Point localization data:
■ ■ ■ ■ ■

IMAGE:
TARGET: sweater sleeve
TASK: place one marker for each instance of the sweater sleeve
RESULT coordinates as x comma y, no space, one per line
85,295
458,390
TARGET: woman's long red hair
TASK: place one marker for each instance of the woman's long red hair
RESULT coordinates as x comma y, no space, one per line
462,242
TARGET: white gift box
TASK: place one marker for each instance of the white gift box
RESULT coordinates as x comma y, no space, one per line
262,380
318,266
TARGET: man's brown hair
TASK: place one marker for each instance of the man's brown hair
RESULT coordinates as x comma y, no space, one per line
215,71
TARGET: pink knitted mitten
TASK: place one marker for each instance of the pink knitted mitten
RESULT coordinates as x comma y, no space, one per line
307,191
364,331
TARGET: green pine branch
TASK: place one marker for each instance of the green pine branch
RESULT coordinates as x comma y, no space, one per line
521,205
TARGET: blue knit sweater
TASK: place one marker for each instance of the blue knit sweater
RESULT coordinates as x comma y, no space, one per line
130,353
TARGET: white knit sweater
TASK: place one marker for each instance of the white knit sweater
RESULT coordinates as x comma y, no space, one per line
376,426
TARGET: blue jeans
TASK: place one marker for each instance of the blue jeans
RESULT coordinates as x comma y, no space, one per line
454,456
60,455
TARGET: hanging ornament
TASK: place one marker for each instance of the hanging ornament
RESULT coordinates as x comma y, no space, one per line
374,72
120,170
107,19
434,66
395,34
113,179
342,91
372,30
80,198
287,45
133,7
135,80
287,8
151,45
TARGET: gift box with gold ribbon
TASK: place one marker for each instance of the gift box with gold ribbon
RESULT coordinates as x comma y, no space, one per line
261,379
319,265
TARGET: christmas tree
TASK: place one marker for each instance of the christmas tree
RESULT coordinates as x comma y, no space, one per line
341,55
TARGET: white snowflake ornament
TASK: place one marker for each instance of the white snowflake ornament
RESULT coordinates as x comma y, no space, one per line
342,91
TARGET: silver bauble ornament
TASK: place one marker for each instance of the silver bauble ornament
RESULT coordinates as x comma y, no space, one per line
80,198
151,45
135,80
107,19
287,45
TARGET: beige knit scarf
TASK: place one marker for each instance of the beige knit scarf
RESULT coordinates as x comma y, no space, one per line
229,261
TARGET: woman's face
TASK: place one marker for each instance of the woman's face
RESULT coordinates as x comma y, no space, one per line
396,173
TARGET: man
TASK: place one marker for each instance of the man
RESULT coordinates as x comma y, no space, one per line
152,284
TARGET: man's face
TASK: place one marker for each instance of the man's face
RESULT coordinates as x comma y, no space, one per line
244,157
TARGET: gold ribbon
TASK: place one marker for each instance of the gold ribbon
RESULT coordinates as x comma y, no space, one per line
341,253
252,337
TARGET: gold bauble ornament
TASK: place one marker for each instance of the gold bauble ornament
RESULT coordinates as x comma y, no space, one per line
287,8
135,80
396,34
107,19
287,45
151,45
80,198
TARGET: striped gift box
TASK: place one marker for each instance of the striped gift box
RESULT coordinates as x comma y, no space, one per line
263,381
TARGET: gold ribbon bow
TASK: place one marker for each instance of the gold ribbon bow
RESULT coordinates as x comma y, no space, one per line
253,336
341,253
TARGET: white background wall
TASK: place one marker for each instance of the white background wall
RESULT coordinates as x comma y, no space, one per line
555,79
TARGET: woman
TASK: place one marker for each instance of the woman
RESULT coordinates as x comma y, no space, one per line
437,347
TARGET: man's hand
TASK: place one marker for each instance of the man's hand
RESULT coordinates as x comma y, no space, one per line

■ ■ ■ ■ ■

Your task is to find every line above containing the word "gift" and copy it.

TARGET: white gift box
TASK: place one marker for each instance of the white gift box
TARGET: gift box with gold ribbon
TASK: place one marker for each instance of the gift box with gold ribbon
TARGET: striped gift box
TASK: place one marker for each instance of the striped gift box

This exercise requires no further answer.